(REQUIRED ACTION) Go through the records and copy each line where the string "below" occurs.

(MATERIALS PROVIDED)
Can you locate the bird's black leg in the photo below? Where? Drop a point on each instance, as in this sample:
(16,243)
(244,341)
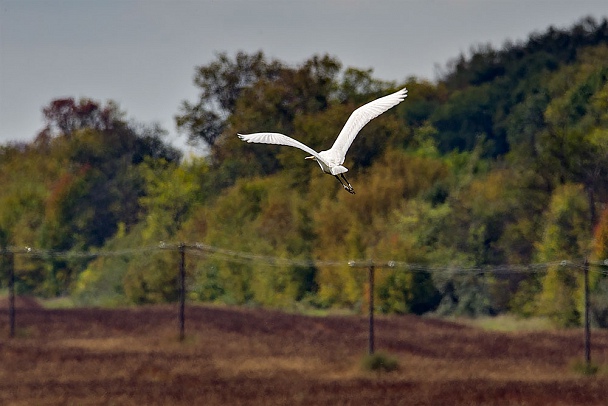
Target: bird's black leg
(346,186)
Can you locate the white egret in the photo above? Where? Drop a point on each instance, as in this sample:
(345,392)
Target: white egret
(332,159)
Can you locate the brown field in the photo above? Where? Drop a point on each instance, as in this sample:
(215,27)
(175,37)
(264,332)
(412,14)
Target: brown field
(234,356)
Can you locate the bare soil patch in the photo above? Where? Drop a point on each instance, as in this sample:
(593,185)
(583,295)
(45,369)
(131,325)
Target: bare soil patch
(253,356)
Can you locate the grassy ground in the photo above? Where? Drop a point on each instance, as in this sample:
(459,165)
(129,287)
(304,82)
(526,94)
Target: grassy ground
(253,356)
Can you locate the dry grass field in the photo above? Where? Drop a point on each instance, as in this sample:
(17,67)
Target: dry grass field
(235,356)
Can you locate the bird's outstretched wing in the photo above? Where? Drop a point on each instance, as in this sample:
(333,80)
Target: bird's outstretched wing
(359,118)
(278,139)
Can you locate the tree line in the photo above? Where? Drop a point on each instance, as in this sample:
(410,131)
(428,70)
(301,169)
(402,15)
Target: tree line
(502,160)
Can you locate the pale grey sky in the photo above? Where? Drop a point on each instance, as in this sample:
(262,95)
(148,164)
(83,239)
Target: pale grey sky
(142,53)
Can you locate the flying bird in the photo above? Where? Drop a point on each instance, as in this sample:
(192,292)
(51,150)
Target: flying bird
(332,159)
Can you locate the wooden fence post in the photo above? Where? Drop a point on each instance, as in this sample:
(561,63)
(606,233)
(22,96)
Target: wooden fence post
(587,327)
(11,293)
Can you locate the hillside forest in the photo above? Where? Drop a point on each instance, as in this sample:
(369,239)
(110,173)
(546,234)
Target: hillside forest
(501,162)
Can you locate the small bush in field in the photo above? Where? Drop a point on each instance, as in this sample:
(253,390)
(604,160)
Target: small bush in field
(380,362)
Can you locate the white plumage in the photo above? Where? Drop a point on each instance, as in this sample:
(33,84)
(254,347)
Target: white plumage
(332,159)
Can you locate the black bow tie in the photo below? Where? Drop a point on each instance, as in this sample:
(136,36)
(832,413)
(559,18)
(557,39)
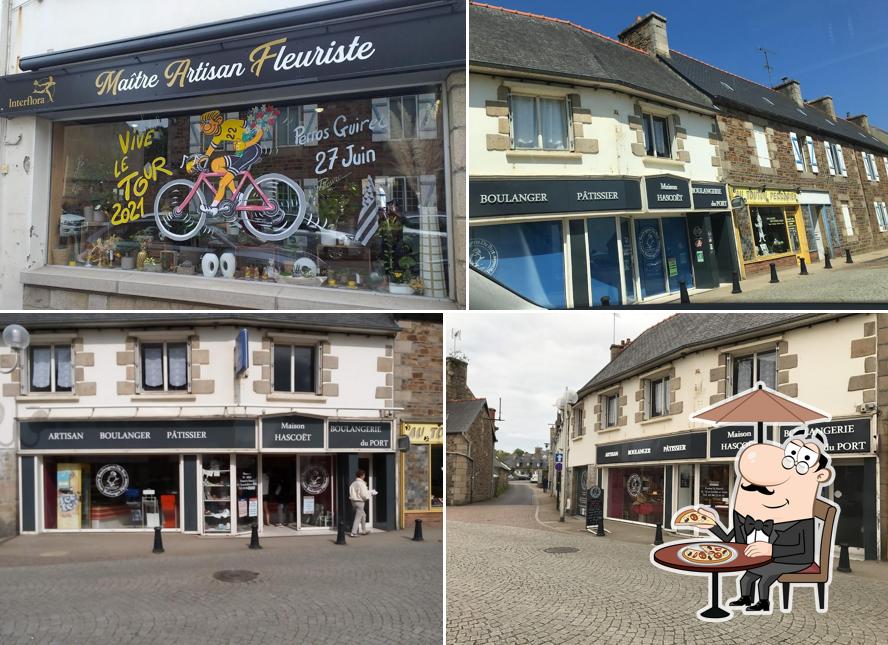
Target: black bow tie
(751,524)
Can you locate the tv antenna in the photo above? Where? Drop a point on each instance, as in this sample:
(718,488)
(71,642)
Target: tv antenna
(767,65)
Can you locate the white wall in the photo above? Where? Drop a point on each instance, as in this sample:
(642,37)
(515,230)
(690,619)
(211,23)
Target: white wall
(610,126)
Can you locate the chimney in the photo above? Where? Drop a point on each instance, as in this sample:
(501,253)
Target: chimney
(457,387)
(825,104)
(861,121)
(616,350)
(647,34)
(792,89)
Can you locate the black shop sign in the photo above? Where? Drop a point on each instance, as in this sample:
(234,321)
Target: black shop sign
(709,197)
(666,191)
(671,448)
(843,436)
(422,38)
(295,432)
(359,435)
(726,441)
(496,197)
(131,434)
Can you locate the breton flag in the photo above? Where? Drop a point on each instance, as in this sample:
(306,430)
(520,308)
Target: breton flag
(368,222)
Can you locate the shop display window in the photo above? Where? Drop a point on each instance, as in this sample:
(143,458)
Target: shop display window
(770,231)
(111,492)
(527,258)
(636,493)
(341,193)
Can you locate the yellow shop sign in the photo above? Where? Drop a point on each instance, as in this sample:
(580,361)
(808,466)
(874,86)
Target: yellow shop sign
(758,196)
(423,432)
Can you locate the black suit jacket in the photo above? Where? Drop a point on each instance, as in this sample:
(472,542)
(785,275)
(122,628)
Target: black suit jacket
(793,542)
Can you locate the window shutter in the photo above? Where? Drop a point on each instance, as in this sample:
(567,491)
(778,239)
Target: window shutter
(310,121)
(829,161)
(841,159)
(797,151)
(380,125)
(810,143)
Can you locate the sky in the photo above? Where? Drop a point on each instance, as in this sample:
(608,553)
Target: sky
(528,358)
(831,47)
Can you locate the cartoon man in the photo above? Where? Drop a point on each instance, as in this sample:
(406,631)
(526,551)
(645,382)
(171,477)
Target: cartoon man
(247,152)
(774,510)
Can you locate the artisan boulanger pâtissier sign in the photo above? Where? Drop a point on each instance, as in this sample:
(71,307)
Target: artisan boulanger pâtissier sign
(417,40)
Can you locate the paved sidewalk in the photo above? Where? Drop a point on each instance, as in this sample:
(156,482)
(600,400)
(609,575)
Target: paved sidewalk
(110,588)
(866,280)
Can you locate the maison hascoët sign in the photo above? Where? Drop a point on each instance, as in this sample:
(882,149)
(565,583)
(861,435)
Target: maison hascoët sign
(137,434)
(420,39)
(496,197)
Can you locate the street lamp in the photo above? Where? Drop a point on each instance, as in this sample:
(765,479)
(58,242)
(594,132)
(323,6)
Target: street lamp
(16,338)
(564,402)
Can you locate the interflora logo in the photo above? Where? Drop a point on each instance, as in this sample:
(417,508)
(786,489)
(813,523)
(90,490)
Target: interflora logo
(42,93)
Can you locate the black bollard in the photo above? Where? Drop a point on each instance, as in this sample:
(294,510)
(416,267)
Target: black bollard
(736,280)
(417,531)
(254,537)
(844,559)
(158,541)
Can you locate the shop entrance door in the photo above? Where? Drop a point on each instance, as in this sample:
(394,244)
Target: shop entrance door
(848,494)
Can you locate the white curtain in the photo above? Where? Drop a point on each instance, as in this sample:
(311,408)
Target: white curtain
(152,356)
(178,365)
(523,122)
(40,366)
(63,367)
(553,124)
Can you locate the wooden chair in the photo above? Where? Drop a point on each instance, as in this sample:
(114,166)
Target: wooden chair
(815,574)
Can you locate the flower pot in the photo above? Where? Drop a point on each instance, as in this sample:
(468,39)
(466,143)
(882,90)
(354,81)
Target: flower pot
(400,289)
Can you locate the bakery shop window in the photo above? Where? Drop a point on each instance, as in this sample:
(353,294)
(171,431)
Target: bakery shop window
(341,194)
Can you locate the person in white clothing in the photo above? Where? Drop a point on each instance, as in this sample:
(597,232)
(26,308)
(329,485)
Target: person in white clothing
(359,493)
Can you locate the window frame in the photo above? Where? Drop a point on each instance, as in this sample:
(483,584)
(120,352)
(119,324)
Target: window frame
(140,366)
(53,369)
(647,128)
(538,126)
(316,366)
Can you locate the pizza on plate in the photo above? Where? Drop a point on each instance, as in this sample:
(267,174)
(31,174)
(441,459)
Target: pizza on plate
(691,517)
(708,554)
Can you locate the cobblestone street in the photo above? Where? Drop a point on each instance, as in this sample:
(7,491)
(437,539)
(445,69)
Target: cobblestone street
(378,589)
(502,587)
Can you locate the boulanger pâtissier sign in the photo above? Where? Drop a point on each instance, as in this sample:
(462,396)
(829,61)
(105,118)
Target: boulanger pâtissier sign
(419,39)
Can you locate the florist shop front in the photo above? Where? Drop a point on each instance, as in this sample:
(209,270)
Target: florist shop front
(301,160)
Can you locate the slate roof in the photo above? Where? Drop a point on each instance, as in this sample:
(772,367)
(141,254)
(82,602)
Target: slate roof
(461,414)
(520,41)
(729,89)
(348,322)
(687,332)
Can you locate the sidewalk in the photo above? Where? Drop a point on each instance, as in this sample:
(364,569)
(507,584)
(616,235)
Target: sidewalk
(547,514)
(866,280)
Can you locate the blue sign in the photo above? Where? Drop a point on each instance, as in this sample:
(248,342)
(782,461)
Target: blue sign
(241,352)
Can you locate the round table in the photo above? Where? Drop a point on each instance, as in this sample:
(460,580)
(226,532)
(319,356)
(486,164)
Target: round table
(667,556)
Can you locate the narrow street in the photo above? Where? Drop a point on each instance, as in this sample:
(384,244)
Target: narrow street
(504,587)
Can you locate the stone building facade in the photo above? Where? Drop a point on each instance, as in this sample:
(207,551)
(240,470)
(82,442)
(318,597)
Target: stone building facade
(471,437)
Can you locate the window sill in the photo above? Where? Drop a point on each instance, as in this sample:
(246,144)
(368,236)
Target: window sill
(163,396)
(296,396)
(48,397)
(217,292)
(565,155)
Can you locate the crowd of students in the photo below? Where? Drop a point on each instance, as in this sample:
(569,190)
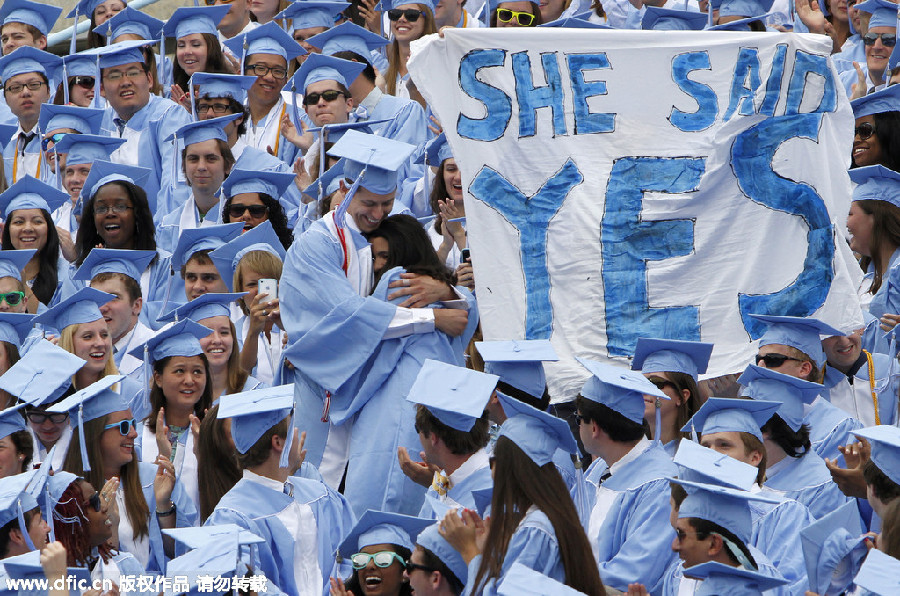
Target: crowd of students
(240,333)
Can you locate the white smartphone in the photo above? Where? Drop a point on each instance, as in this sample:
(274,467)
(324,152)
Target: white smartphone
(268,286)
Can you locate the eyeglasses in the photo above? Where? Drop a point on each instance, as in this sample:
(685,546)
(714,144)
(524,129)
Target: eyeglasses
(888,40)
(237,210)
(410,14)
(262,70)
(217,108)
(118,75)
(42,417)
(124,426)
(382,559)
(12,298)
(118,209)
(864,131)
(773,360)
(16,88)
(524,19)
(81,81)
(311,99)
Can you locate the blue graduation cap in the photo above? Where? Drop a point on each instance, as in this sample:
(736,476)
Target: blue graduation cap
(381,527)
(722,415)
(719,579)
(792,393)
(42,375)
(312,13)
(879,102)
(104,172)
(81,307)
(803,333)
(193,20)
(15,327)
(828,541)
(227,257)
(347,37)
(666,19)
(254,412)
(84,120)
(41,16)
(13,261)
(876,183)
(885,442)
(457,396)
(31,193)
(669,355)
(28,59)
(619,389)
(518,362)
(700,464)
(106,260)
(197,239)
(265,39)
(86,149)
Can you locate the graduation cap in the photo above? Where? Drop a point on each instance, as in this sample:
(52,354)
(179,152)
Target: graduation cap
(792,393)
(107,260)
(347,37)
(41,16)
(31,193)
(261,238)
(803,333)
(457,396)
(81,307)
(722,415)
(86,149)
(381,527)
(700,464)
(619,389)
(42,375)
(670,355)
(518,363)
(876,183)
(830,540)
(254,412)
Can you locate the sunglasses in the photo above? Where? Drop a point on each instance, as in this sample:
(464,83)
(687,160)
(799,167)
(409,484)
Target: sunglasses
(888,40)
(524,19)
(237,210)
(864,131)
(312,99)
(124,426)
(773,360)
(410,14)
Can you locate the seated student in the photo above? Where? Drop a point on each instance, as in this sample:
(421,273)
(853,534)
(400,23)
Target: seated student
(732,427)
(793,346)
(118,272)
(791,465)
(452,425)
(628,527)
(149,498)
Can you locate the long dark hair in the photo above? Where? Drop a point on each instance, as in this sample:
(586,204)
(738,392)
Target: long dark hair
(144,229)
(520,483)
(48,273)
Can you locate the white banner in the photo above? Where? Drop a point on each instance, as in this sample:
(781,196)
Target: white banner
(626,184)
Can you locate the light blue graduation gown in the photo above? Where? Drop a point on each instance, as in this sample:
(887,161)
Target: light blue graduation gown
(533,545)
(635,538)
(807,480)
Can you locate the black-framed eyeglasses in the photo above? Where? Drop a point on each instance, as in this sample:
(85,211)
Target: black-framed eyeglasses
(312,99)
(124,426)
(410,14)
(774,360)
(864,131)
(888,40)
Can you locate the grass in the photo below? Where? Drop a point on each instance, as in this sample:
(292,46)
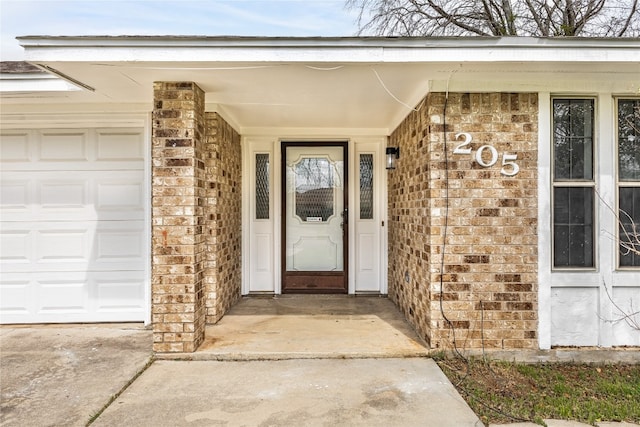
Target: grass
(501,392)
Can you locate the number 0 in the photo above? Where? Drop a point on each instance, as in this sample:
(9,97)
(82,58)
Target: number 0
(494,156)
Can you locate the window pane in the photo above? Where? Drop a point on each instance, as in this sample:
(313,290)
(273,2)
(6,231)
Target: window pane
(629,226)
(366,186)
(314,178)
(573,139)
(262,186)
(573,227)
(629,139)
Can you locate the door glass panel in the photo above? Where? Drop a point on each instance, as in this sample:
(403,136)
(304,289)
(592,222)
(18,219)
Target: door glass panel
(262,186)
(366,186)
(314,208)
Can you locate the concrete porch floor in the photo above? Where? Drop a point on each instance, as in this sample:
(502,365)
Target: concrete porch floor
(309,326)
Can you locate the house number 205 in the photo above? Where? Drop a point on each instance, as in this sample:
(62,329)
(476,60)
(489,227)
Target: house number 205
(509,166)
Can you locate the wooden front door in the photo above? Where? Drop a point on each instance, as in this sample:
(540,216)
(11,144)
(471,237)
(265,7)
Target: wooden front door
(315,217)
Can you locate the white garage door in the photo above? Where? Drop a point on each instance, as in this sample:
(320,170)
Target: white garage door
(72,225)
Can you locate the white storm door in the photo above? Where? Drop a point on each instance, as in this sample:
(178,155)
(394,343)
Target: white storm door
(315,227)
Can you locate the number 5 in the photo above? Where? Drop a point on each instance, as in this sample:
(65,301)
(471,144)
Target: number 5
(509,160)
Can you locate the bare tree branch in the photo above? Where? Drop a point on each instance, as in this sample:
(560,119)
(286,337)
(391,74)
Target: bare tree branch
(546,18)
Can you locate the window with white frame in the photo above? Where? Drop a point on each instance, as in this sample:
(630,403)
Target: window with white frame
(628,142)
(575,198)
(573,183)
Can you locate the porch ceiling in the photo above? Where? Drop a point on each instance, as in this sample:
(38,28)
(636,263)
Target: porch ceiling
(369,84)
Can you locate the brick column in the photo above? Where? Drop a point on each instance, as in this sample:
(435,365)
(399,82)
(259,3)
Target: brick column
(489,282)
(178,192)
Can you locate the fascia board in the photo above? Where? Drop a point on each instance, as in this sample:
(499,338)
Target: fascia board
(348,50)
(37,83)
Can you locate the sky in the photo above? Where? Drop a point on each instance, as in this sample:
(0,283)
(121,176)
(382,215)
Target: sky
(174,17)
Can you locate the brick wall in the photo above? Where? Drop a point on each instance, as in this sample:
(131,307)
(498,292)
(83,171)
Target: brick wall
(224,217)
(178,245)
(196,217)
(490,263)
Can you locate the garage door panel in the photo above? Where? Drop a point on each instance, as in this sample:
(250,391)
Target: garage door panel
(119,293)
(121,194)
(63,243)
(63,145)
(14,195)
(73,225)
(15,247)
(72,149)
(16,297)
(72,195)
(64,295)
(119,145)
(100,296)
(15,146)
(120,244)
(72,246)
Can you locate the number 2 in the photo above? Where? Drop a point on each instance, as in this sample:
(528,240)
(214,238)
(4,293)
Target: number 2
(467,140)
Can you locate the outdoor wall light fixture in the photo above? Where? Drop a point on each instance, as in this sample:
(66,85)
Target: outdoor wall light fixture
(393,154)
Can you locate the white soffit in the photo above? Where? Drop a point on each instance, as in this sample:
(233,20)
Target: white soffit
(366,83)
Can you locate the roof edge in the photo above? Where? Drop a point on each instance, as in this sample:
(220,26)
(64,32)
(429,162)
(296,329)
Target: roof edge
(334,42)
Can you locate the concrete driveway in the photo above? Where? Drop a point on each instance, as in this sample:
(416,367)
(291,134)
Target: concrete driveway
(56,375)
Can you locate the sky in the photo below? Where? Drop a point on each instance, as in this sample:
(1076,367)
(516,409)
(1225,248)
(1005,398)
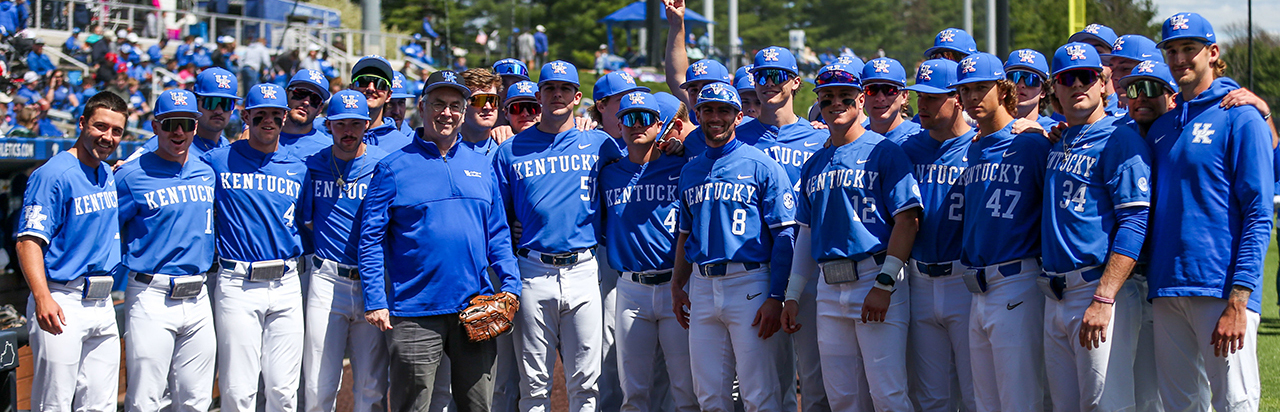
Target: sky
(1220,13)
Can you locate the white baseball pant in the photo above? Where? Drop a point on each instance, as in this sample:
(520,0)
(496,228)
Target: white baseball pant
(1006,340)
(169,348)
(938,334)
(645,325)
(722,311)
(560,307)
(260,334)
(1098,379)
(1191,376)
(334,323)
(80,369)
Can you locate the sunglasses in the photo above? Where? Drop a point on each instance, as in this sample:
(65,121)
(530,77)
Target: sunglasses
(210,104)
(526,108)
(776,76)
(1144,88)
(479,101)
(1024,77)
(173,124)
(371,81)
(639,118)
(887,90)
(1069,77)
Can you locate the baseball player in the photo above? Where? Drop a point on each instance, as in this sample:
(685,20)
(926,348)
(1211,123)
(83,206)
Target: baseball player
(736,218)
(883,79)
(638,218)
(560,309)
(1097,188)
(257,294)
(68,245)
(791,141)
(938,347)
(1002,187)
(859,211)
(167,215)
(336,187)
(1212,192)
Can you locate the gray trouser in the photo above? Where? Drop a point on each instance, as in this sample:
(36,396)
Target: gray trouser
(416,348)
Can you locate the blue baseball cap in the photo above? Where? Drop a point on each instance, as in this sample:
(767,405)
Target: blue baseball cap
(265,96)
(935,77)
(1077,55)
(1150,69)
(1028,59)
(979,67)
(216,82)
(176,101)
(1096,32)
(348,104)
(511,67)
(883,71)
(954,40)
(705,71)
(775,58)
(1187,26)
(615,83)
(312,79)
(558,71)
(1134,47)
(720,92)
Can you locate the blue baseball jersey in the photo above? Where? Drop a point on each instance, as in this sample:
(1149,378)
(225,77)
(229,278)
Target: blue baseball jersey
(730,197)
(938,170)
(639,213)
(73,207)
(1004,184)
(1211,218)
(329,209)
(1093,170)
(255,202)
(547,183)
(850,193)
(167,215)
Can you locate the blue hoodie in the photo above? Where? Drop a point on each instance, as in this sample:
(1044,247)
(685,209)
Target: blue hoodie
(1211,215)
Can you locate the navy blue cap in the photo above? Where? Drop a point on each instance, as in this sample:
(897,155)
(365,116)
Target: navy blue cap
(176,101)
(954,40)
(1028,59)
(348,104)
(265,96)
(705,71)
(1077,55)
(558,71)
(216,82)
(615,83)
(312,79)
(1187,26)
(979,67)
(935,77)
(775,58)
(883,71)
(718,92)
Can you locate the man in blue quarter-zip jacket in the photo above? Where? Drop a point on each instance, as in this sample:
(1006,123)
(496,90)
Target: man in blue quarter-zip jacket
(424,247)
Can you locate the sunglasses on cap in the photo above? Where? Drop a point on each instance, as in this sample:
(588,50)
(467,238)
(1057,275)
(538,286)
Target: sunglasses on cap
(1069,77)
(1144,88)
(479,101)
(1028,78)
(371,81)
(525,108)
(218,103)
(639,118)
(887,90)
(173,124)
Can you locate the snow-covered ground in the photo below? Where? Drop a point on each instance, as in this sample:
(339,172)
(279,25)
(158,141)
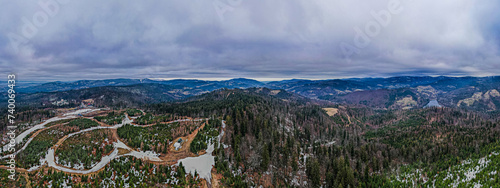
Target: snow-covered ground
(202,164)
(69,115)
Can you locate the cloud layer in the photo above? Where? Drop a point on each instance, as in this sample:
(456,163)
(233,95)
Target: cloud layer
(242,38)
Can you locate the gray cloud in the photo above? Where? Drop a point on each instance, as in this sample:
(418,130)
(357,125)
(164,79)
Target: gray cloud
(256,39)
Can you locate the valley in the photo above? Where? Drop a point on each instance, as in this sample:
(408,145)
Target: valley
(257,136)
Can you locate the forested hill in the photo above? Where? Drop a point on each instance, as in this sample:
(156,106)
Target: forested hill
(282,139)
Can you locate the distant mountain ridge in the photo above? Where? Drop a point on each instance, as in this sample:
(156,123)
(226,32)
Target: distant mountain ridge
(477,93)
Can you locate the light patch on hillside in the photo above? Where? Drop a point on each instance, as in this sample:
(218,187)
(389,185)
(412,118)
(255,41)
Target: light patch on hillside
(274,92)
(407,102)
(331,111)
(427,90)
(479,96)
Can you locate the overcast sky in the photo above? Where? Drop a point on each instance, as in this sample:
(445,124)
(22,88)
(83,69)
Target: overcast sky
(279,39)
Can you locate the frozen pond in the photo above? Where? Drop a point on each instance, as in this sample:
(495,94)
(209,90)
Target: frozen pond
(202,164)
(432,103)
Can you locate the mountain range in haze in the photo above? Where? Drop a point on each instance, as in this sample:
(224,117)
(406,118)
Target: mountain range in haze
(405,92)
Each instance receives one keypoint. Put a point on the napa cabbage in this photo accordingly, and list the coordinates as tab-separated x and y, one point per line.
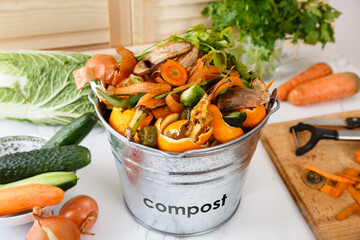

(TASK RESULT)
Can you locate the bird's black leg in the photo below? Where? Drop a point on each instance, as in this sample:
Can you locate the black bow tie in the photo below? Where? Drop a point on each instance, as in this sample:
Can you locate the crowd of students in the photo below? Where? Drop a point on each instance, as in this sample:
Can you locate the grass in the photo below? Where? Drop a point on each instance, as in this sample:
Can you locate the sky in the photo below? Where? Drop a point on each instance, as in this sample:
Can you locate the snow-covered ground in the photo below? Where? Drop a point on each instance, as in this sample:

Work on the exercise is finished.